====== ИСХОДНЫЕ ДАННЫЕ ======

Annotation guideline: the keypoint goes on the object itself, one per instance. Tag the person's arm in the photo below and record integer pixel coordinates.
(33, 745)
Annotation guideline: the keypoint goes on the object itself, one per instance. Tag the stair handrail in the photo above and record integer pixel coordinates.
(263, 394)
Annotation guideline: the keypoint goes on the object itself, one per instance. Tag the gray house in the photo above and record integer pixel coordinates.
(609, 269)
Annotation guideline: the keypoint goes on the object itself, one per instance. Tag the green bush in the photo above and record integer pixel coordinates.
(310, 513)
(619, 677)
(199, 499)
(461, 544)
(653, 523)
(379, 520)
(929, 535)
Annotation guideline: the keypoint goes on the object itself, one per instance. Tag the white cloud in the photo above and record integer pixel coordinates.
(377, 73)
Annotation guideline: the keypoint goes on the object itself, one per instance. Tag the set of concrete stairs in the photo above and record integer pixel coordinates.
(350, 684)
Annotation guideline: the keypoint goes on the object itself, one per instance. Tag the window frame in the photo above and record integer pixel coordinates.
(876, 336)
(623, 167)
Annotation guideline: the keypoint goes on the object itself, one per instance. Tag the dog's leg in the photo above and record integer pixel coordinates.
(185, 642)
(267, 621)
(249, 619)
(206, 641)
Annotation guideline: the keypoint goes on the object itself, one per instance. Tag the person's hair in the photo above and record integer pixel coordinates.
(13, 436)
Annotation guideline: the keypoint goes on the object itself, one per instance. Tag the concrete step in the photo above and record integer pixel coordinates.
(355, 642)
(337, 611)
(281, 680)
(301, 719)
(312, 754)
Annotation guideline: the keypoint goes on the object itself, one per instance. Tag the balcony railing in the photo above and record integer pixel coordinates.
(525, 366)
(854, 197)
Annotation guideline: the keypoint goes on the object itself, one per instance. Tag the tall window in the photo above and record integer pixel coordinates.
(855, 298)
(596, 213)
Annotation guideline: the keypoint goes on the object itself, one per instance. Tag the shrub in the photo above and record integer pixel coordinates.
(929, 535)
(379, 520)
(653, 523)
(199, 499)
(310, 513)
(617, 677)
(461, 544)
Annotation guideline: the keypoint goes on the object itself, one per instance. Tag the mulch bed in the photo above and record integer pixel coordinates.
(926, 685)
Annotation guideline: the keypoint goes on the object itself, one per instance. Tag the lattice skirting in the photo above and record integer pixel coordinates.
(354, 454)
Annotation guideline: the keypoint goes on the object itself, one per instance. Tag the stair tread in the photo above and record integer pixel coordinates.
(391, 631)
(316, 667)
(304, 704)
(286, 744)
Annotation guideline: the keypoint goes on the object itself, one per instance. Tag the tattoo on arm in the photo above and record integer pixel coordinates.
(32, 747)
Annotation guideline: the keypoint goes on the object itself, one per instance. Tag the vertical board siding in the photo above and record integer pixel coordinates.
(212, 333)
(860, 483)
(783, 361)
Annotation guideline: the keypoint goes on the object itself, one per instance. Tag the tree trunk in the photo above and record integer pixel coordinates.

======

ЧТО СДЕЛАТЬ:
Перепиши слово в слово строки записей выше: начни со строки, где есть «the stair tread», включи её и продолжай до самого конца записей.

ОТВЕТ НА ЗАДАНИЕ:
Annotation guideline: the keypoint goes on the object itself, one per instance. Tag the stair tread in the photo above and record integer pixel coordinates.
(391, 631)
(316, 667)
(304, 704)
(286, 744)
Annotation guideline: the keypoint goes on the object itself, one per instance. Tag the tattoo on arm in the photo above and record integer pixel coordinates.
(32, 747)
Annotation guideline: the keypoint goes on the object itself, one per instance. Tag the vertical board siding in the photo above and record integer pixel coordinates.
(212, 333)
(860, 483)
(783, 361)
Annotation guideline: the keypoint goes on the object itself, one per instance. Tag the tree trunk in the photo above and record integer pixel coordinates.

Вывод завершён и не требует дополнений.